**Given problem**: Copy each of the rows below word for word, keeping every line in the same order.

**Stored records**:
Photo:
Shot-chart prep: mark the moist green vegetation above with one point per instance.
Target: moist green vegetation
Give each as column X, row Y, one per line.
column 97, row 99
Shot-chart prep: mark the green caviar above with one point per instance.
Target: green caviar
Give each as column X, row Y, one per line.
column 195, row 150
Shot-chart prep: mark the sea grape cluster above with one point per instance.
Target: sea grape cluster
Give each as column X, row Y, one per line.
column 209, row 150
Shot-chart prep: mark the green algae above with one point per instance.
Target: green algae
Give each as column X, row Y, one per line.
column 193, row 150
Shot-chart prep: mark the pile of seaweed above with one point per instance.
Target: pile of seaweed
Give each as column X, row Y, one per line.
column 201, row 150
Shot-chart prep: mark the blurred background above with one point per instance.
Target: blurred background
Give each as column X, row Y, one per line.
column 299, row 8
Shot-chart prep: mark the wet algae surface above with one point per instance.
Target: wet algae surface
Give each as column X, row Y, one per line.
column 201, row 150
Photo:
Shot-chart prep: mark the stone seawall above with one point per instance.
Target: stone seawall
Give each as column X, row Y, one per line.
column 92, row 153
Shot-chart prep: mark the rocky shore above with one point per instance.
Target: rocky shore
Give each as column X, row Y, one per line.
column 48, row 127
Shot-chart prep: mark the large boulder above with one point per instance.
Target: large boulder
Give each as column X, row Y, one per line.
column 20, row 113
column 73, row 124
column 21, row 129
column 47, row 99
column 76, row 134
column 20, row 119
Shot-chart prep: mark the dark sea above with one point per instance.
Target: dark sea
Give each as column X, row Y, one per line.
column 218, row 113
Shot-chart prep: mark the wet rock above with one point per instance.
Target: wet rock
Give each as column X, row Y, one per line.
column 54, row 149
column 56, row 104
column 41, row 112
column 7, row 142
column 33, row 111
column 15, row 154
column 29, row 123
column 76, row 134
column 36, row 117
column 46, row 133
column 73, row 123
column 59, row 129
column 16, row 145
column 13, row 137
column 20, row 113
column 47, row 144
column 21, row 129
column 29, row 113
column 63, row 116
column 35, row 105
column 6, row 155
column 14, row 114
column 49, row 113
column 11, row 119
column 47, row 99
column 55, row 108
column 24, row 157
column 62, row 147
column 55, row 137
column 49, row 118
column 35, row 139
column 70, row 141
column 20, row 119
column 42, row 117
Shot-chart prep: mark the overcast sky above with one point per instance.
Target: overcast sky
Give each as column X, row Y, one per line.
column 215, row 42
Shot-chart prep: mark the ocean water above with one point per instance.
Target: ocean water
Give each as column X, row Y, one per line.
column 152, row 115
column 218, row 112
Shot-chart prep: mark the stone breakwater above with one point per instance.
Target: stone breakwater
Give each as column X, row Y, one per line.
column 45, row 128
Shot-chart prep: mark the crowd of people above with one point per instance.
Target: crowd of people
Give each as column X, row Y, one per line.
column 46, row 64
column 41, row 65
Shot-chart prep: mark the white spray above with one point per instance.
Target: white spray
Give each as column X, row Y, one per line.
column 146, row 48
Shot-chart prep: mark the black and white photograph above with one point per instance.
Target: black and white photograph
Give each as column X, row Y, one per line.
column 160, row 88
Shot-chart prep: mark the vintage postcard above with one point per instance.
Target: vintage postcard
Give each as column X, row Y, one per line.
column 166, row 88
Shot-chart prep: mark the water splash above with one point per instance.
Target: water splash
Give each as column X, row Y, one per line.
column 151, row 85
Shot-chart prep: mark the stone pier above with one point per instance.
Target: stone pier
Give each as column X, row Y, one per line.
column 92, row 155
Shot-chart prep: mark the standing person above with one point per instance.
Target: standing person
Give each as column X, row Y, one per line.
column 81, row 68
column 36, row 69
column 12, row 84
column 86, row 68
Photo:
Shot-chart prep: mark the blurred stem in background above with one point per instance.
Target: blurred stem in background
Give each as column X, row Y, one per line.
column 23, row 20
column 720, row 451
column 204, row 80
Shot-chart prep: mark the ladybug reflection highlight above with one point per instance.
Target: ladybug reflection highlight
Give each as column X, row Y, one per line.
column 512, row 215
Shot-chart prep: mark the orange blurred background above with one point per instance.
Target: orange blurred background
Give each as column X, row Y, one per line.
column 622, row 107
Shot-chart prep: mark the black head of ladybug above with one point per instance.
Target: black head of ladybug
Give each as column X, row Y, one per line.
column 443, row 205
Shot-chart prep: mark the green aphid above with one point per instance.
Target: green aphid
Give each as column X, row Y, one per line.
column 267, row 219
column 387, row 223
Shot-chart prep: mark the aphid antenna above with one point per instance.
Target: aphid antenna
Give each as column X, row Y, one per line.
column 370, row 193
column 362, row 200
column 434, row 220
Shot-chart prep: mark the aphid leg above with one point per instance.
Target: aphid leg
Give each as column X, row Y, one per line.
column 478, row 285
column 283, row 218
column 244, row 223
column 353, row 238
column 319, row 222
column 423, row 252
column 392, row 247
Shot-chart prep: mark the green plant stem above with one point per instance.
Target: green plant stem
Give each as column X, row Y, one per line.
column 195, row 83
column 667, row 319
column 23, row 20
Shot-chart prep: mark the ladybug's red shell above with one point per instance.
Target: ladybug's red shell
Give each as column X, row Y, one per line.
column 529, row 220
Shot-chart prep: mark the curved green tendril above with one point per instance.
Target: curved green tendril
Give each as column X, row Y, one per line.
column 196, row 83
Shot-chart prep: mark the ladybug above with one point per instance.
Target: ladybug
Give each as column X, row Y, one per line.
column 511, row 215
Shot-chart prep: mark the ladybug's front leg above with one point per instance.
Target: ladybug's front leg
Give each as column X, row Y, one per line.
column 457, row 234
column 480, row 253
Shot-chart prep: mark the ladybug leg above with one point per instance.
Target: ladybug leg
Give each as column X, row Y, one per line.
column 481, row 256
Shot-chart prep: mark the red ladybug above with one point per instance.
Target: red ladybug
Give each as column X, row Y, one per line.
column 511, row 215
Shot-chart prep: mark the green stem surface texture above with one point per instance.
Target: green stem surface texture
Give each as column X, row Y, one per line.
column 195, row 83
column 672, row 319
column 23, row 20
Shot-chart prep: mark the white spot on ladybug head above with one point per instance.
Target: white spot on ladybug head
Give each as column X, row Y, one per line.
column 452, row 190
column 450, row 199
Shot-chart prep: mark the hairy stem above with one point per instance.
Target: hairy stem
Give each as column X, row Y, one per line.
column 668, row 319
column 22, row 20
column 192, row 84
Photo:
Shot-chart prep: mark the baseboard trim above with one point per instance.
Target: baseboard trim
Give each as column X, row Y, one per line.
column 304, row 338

**The result**:
Photo:
Shot-chart prep: mark the moist green vegetation above with one point per instance.
Target: moist green vegetation
Give each as column X, row Y, one per line.
column 97, row 99
Shot-chart prep: mark the green caviar above with one point per instance.
Target: green caviar
Give each as column X, row Y, one per line.
column 195, row 150
Shot-chart prep: mark the sea grape cluster above with one point per instance.
Target: sea grape cluster
Give each as column X, row Y, one per line.
column 209, row 150
Shot-chart prep: mark the green algae above with one point per instance.
Target: green algae
Give each as column X, row Y, one per line.
column 193, row 150
Shot-chart prep: mark the pile of seaweed above with one point per instance.
Target: pile of seaweed
Give each as column X, row Y, one per line.
column 201, row 150
Shot-chart prep: mark the blurred background above with one point per instance.
Target: blurred background
Give each as column X, row Y, one per line.
column 299, row 8
Shot-chart prep: mark the wet algae surface above with one point per instance.
Target: wet algae surface
Give each as column X, row Y, one per line.
column 201, row 150
Photo:
Shot-chart prep: mark the stone seawall above with one point per instance.
Target: stone seawall
Give each as column X, row Y, one per line.
column 92, row 153
Shot-chart prep: mark the rocky shore above with one point per instance.
Target: rocky shore
Give each as column X, row Y, one per line.
column 48, row 127
Shot-chart prep: mark the large boulder above with one point per instance.
Target: large boulder
Give each as column X, row Y, one per line.
column 20, row 113
column 73, row 124
column 21, row 129
column 47, row 99
column 76, row 134
column 20, row 119
Shot-chart prep: mark the dark sea above with one point per instance.
Target: dark sea
Give each as column X, row Y, one per line.
column 218, row 113
Shot-chart prep: mark the wet rock above with one point per instance.
Target: wet rock
Give each as column X, row Y, one per line.
column 54, row 149
column 56, row 104
column 41, row 112
column 7, row 142
column 33, row 111
column 15, row 154
column 29, row 123
column 76, row 134
column 36, row 117
column 46, row 133
column 73, row 123
column 59, row 129
column 16, row 145
column 13, row 137
column 20, row 113
column 47, row 144
column 21, row 129
column 29, row 113
column 63, row 116
column 35, row 105
column 6, row 155
column 14, row 114
column 49, row 113
column 11, row 119
column 47, row 99
column 55, row 108
column 24, row 157
column 62, row 147
column 55, row 137
column 49, row 118
column 35, row 139
column 70, row 141
column 20, row 119
column 42, row 117
Shot-chart prep: mark the overcast sky above with one point per instance.
Target: overcast sky
Give each as column X, row Y, one per line.
column 215, row 42
Shot-chart prep: mark the ocean water above with one point per instance.
Target: ocean water
Give each as column X, row Y, one per line.
column 152, row 115
column 218, row 112
Shot-chart prep: mark the stone breakwater above with one point per instance.
Target: stone breakwater
Give each as column X, row Y, one per line.
column 45, row 128
Shot-chart prep: mark the crowd of people above with one point per instance.
Target: crowd of people
Give each as column X, row Y, one per line.
column 46, row 64
column 41, row 65
Shot-chart prep: mark the white spray above with one point per instance.
Target: white spray
Give each as column X, row Y, one per line.
column 146, row 48
Shot-chart prep: mark the black and white photograph above with one point per instance.
Target: black and white photograph
Give each as column X, row Y, one per line.
column 160, row 88
Shot-chart prep: mark the vintage postcard above with one point per instance.
Target: vintage postcard
Give each as column X, row Y, one per line.
column 166, row 88
Shot-chart prep: mark the water splash above with one point per instance.
Target: water splash
Give each as column X, row Y, one per line.
column 151, row 85
Shot-chart prep: mark the stone pier above with one point per instance.
Target: stone pier
Give each as column X, row Y, one per line.
column 92, row 155
Shot-chart prep: mark the standing person above with one point per instance.
Target: standing person
Give each as column X, row Y, one per line.
column 81, row 68
column 36, row 69
column 12, row 84
column 86, row 68
Photo:
Shot-chart prep: mark the blurred stem in background above with one point per instance.
Target: blurred stem in background
Give each as column X, row Y, one per line.
column 23, row 20
column 720, row 451
column 204, row 80
Shot-chart prep: mark the ladybug reflection highlight above with one point per instance.
Target: ladybug reflection highlight
Give each as column X, row Y, one per line.
column 512, row 215
Shot-chart prep: mark the orange blurred background above with one point per instance.
Target: orange blurred background
Give each as column X, row Y, one per line.
column 622, row 107
Shot-chart prep: mark the black head of ladybug above with one point per instance.
Target: black head of ladybug
Give each as column X, row Y, one per line.
column 443, row 205
Shot-chart prep: mark the green aphid above with one point per instance.
Target: green aphid
Give each as column X, row Y, one per line.
column 267, row 219
column 387, row 223
Shot-chart prep: mark the aphid antenna above with one point per instance.
Target: aphid antenna
Give each as column X, row Y, one per line.
column 370, row 193
column 362, row 200
column 434, row 220
Shot-chart prep: mark the aphid leg above with one point per instance.
Target: aphid leg
Give each as column X, row Y, one per line.
column 478, row 285
column 283, row 218
column 244, row 223
column 353, row 238
column 319, row 222
column 423, row 252
column 392, row 247
Shot-chart prep: mark the green plant stem above with one point per instance.
Target: green plant stem
Give each as column X, row Y, one per line.
column 195, row 83
column 667, row 319
column 23, row 20
Shot-chart prep: mark the ladybug's red shell above with one point per instance.
Target: ladybug's red shell
Give each as column X, row Y, one per line.
column 529, row 220
Shot-chart prep: mark the curved green tendril above with one point per instance.
Target: curved green tendril
Give each as column X, row Y, one per line.
column 196, row 83
Shot-chart prep: mark the ladybug above with one point per instance.
Target: ladybug
Give each as column X, row Y, one per line.
column 511, row 215
Shot-chart prep: mark the ladybug's front leg above with one point per instance.
Target: ladybug's front leg
Give each as column X, row Y, one per line.
column 457, row 234
column 480, row 253
Shot-chart prep: mark the ladybug leg above with one point per instance.
Target: ladybug leg
Give each as column X, row Y, one per line.
column 481, row 256
Shot-chart prep: mark the red ladybug above with one point per instance.
Target: red ladybug
Give each as column X, row Y, one per line.
column 511, row 215
Shot-chart prep: mark the green stem surface texture above with one point per instance.
Target: green stem surface texture
Give each as column X, row Y, one per line.
column 195, row 83
column 672, row 319
column 23, row 20
Shot-chart prep: mark the white spot on ladybug head above with one point per instance.
Target: white spot on ladybug head
Give each as column X, row Y, one per line.
column 452, row 190
column 450, row 199
Shot-chart prep: mark the hairy stem above with one point per instance.
Target: hairy stem
Give each as column X, row Y, one per line.
column 668, row 319
column 22, row 20
column 192, row 84
Photo:
Shot-chart prep: mark the baseboard trim above with one point per instance.
Target: baseboard trim
Give each as column X, row Y, one per line.
column 304, row 338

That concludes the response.